> _Dataset rows_
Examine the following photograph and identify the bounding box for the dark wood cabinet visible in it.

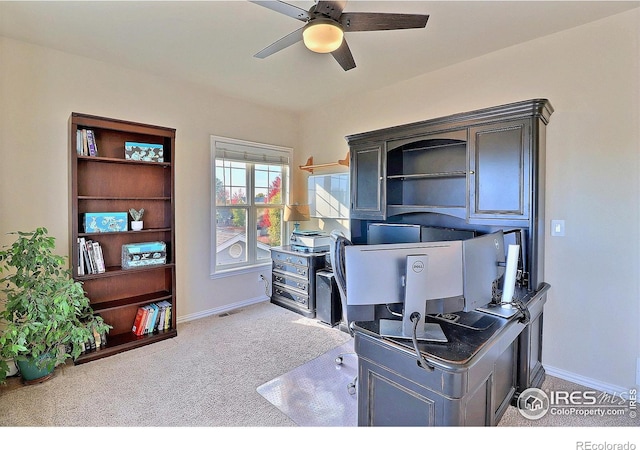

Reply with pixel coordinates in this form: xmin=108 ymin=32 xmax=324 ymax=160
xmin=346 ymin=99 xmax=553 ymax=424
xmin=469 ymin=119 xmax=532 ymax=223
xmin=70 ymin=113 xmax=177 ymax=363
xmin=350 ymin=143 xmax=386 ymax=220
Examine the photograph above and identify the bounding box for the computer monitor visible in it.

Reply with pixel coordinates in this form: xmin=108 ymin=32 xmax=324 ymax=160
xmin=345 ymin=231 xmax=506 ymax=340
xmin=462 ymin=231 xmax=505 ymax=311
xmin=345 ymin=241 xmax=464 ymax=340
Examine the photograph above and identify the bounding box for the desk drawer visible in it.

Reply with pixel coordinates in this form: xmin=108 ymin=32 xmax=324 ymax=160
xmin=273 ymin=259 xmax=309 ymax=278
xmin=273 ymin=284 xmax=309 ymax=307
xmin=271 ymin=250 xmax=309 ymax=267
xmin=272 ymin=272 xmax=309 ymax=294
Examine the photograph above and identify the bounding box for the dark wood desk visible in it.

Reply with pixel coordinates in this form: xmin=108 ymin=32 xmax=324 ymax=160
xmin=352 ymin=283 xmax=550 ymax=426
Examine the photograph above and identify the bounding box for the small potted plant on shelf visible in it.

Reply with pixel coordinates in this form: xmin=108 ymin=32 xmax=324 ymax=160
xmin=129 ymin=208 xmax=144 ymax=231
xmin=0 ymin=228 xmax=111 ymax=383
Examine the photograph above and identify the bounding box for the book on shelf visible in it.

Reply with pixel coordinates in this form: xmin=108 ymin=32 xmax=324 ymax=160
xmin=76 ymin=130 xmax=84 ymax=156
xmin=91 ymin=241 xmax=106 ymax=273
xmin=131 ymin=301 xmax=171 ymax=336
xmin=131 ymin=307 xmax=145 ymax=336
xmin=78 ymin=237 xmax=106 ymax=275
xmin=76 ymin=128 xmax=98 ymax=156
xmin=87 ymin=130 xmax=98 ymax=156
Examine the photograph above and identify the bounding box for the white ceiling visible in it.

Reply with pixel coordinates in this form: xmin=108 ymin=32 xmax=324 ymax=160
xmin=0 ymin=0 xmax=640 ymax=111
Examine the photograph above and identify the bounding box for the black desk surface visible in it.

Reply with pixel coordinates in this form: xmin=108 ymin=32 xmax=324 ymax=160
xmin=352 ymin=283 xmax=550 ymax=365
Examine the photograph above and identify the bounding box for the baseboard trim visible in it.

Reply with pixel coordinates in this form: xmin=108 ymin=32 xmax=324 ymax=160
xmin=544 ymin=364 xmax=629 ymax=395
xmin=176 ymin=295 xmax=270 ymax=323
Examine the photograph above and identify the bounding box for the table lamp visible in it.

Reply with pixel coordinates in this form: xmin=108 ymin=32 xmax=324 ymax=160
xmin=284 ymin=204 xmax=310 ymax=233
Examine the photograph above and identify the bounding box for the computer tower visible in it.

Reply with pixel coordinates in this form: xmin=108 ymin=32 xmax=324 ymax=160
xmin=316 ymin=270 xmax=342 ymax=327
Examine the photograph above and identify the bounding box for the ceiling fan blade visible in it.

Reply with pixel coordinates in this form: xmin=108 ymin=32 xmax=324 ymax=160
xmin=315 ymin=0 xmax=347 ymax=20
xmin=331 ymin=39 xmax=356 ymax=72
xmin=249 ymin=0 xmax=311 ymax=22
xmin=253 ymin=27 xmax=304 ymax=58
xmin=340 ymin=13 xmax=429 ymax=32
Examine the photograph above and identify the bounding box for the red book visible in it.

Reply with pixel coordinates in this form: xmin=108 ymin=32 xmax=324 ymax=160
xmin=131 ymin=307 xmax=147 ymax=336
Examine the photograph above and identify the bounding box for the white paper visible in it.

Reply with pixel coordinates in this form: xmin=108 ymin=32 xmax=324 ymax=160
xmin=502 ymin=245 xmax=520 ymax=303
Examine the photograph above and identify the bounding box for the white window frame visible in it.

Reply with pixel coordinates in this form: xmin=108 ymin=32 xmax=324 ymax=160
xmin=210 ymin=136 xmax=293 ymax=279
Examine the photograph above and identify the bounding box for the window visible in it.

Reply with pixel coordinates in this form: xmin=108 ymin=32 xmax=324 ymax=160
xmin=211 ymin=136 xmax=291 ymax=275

> _Stated problem_
Copy all of the data above with "image" substituted for each occurrence of "photograph", keeping everything else the same. Leave the pictures out.

> _Exercise result_
Examine the following image and identify the bounding box for the dark wood cabinet visible in it.


Reply with pixel coordinates in this form: xmin=108 ymin=32 xmax=324 ymax=160
xmin=346 ymin=99 xmax=553 ymax=424
xmin=469 ymin=119 xmax=532 ymax=223
xmin=70 ymin=113 xmax=177 ymax=363
xmin=350 ymin=143 xmax=386 ymax=220
Examine the image above and identify the bounding box for the computer monitor visible in it.

Reply with pixel coordinates in this form: xmin=108 ymin=32 xmax=324 ymax=160
xmin=345 ymin=231 xmax=506 ymax=340
xmin=462 ymin=231 xmax=505 ymax=311
xmin=345 ymin=241 xmax=464 ymax=340
Examine the image above and identify the bounding box for the desk drawer visible in it.

Reply with pixel coordinates in this form: xmin=108 ymin=32 xmax=324 ymax=160
xmin=273 ymin=259 xmax=309 ymax=278
xmin=273 ymin=284 xmax=309 ymax=307
xmin=271 ymin=250 xmax=309 ymax=267
xmin=272 ymin=272 xmax=309 ymax=294
Examine the image above and identify the bounding box for the dark wood desk visible in it.

Reply with pixel coordinates in this form: xmin=108 ymin=32 xmax=324 ymax=160
xmin=352 ymin=283 xmax=550 ymax=426
Examine the image above and identify the bounding box for the small potted plant on shelf visible in it.

Reply with pixel coordinates in this form: xmin=108 ymin=32 xmax=324 ymax=160
xmin=129 ymin=208 xmax=144 ymax=231
xmin=0 ymin=228 xmax=111 ymax=383
Examine the image above and identify the bounding box for the book on shelf visible in it.

Reply with pixel coordinates in this form: xmin=108 ymin=32 xmax=324 ymax=160
xmin=76 ymin=130 xmax=84 ymax=156
xmin=91 ymin=241 xmax=106 ymax=273
xmin=131 ymin=301 xmax=171 ymax=336
xmin=131 ymin=307 xmax=145 ymax=336
xmin=78 ymin=237 xmax=106 ymax=275
xmin=76 ymin=128 xmax=98 ymax=156
xmin=87 ymin=130 xmax=98 ymax=156
Examine the image above and identify the bounding box for the white ceiling visible in it.

Reply with pixel coordinates in this form: xmin=108 ymin=32 xmax=324 ymax=160
xmin=0 ymin=0 xmax=640 ymax=111
Examine the image above and identify the bounding box for the black desk surface visible in it.

Reply with pixel coordinates in this form: xmin=108 ymin=32 xmax=324 ymax=160
xmin=352 ymin=283 xmax=550 ymax=365
Examine the image above and identify the bounding box for the baseboard trim visible in it.

Reply with pixel coordinates in this form: xmin=108 ymin=32 xmax=324 ymax=160
xmin=544 ymin=364 xmax=629 ymax=395
xmin=176 ymin=295 xmax=270 ymax=323
Examine the image above and identify the bounding box for the table lamp visible in it.

Reply with pixel coordinates in this form: xmin=108 ymin=32 xmax=324 ymax=160
xmin=284 ymin=204 xmax=310 ymax=233
Examine the image above and identify the bounding box for the computer tower visible in it.

Reply with pixel coordinates in this form: xmin=108 ymin=32 xmax=324 ymax=160
xmin=316 ymin=270 xmax=342 ymax=327
Examine the image above and identify the bounding box for the ceiling fan blade visible in it.

Reply with pixel coordinates in this form: xmin=108 ymin=32 xmax=324 ymax=160
xmin=315 ymin=0 xmax=347 ymax=20
xmin=331 ymin=39 xmax=356 ymax=72
xmin=249 ymin=0 xmax=311 ymax=22
xmin=253 ymin=27 xmax=304 ymax=58
xmin=340 ymin=13 xmax=429 ymax=32
Examine the image above and identify the bounding box for the red book visible in it.

Reply with pixel coordinates in this form: xmin=108 ymin=32 xmax=324 ymax=160
xmin=131 ymin=307 xmax=147 ymax=336
Examine the image above and identify the bounding box for the white paper visible in it.

Reply with pixel coordinates in this form: xmin=108 ymin=32 xmax=324 ymax=160
xmin=502 ymin=245 xmax=520 ymax=303
Examine the image above and identify the bounding box for the white window frame visible in it.

Reply with pixel coordinates in this form: xmin=108 ymin=32 xmax=324 ymax=160
xmin=210 ymin=136 xmax=293 ymax=279
Examine the image above and identify the bounding box for the window visible in it.

Reply with pixel coordinates in this form: xmin=108 ymin=32 xmax=324 ymax=160
xmin=211 ymin=136 xmax=291 ymax=275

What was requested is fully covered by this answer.